Supplied data |
....

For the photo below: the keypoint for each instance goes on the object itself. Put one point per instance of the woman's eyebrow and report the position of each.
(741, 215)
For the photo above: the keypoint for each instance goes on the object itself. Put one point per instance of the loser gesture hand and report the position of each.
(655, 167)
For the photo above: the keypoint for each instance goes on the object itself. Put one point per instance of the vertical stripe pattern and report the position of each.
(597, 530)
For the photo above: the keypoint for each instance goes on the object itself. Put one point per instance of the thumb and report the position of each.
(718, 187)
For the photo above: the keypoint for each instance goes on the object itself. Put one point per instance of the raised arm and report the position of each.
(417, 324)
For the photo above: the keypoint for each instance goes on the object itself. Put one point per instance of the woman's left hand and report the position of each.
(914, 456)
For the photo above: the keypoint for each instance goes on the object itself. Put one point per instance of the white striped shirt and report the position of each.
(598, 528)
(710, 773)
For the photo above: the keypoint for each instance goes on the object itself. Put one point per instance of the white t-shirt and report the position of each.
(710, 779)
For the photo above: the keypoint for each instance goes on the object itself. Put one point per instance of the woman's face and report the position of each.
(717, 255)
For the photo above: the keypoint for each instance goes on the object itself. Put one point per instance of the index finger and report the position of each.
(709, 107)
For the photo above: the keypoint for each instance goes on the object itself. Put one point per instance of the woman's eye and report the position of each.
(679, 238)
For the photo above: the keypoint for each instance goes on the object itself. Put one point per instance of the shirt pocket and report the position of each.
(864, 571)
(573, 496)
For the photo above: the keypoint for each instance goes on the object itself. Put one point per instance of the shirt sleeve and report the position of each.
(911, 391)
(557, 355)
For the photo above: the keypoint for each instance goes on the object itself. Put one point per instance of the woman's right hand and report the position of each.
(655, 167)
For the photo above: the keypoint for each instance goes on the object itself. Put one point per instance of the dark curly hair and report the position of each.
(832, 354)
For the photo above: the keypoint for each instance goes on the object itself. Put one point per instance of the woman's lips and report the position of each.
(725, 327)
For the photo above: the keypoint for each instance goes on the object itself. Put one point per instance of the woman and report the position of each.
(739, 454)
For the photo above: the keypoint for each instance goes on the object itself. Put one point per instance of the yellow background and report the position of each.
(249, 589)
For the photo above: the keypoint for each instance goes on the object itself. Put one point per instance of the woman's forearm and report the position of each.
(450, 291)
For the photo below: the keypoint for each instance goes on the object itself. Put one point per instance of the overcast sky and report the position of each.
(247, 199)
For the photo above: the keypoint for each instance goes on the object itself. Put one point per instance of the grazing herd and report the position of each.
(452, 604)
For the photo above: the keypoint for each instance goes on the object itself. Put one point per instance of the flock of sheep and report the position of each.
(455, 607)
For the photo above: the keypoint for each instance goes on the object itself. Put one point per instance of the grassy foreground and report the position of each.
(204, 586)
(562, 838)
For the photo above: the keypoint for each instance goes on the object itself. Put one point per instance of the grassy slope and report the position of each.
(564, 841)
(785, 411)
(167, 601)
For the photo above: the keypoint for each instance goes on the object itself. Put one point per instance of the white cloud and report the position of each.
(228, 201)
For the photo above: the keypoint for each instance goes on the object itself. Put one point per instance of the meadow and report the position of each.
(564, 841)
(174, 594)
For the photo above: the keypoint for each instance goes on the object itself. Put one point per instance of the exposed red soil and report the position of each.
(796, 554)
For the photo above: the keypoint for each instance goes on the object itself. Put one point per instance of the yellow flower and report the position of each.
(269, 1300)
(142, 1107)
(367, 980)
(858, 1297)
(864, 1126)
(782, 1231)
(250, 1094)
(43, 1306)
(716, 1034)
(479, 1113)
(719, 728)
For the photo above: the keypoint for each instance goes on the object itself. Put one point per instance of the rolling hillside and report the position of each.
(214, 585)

....

Format all of the entries above as a JSON list of strings, with one string per line and blank lines omitted.

Task output |
[
  "For the photo below: the keypoint for each instance goes on the object itself. Put one point per instance of the woman's eyebrow and report the position of each.",
  "(741, 215)",
  "For the photo above: the keypoint for each instance goes on the object itself. Put one point per instance of the loser gesture hand and report the position of each.",
  "(655, 167)",
  "For the photo above: the keypoint for each instance goes on the object itself. Put one point per instance of the vertical stripe pattern and report the position of each.",
  "(597, 530)",
  "For the photo above: the keypoint for each instance goes on the object itself. Put one point per instance of the thumb and report the position of each.",
  "(718, 187)",
  "For the photo above: the keypoint for each instance goes on the object itself. Put one point per instance of the raised arm and report the position of each.",
  "(417, 324)",
  "For the photo above: the keypoint for each instance goes on the object itself. Put one point per instance of the woman's left hand and report the position of each.",
  "(914, 456)",
  "For the photo above: the keypoint for each instance goes on the object itself. Put one point per instance of the white striped shirt and report the position of each.",
  "(598, 528)",
  "(710, 773)",
  "For the photo above: the keypoint for each instance goes on the object itself. Put one point per instance of the white t-shirt and report the position of each.",
  "(710, 779)",
  "For the photo above: the keypoint for each instance goes on the object itself. Put one point per instance of the woman's face and report the position of each.",
  "(717, 255)",
  "For the photo above: the keypoint for each instance goes on the object itself. Put one point per instance of the index finger and report the position of each.",
  "(709, 107)",
  "For the photo above: the keypoint for each instance goes on the object itself. Put one point per instance of the woman's eye and report the position of each.",
  "(679, 238)",
  "For the photo above: the keypoint for each instance goes on the object itself. Put one point per instance of the shirt pocket and report the position of each.",
  "(864, 571)",
  "(573, 496)",
  "For the photo above: the keypoint for each instance goes on the object itself. Put one point per instance of the shirt sleeve and report the position of each.",
  "(911, 391)",
  "(557, 355)",
  "For the photo above: the keypoint for each instance goes on the object itself. Put one point per instance of the woman's right hand and report the position of each.",
  "(655, 167)",
  "For the photo above: the keypoint for each instance goes on the object itself. Put one point per instance of the dark curly hair and report the position of each.",
  "(832, 354)",
  "For the photo above: the keypoint for each instance goes on the object itself. Put one point per instance of the woman's lips and report the position of each.",
  "(725, 327)",
  "For the photo above: the keypoint for each instance goes on the object itself. Put one point per instance of the woman and report the position of each.",
  "(739, 454)",
  "For the photo above: the keypoint for each instance goes on the object itself. Put one point per instance of the yellow background and report the position of each.",
  "(249, 589)",
  "For the photo above: the keypoint for each instance goes on the object itself. Put one point per instance of the woman's forearm and report the position of each.",
  "(450, 291)",
  "For the photo below: the keypoint for each instance goes on the object itself. Put one point per instance of the overcast sky and report the position of each.",
  "(247, 199)",
  "For the photo above: the keypoint for each instance goes on the object itself. Put one point per instance of the grazing herd and report the position of each.",
  "(452, 604)",
  "For the photo above: the keypoint for each instance goes on the object itself. Put one point per instance of the flock of sheep and report the position of each.",
  "(455, 607)",
  "For the photo above: the keypoint for each instance goes on the object itself. Put one point per instance of the grassy foreground and report the position of each.",
  "(204, 586)",
  "(562, 838)",
  "For the photo above: the keypoint for each instance goes on the object itself. Put one point per instance of the grassy slope and report the position of each.",
  "(564, 841)",
  "(785, 411)",
  "(167, 601)",
  "For the photo above: the keypoint for each instance goes on the object itself. Put one point per instance of the white cloud and report the position of each.",
  "(228, 201)",
  "For the photo above: the keypoint for each instance goes on the object itself. Put one point per instance of the meadow and report the position of each.",
  "(564, 841)",
  "(174, 594)",
  "For the photo above: the keypoint for each instance goes on the object itself. Put one point per instance of the exposed red soil and report the position of each.",
  "(796, 554)",
  "For the photo above: the keypoint for each instance goes on the object itself. Put one point per instance of the yellow flower and report the position of each.",
  "(269, 1300)",
  "(142, 1107)",
  "(367, 980)",
  "(858, 1297)",
  "(864, 1126)",
  "(782, 1231)",
  "(250, 1094)",
  "(43, 1306)",
  "(716, 1034)",
  "(479, 1113)",
  "(719, 728)",
  "For the photo above: the keypoint for each instance goes on the object itself. Put one point per instance of the rolling hillside and report the position of each.",
  "(214, 585)"
]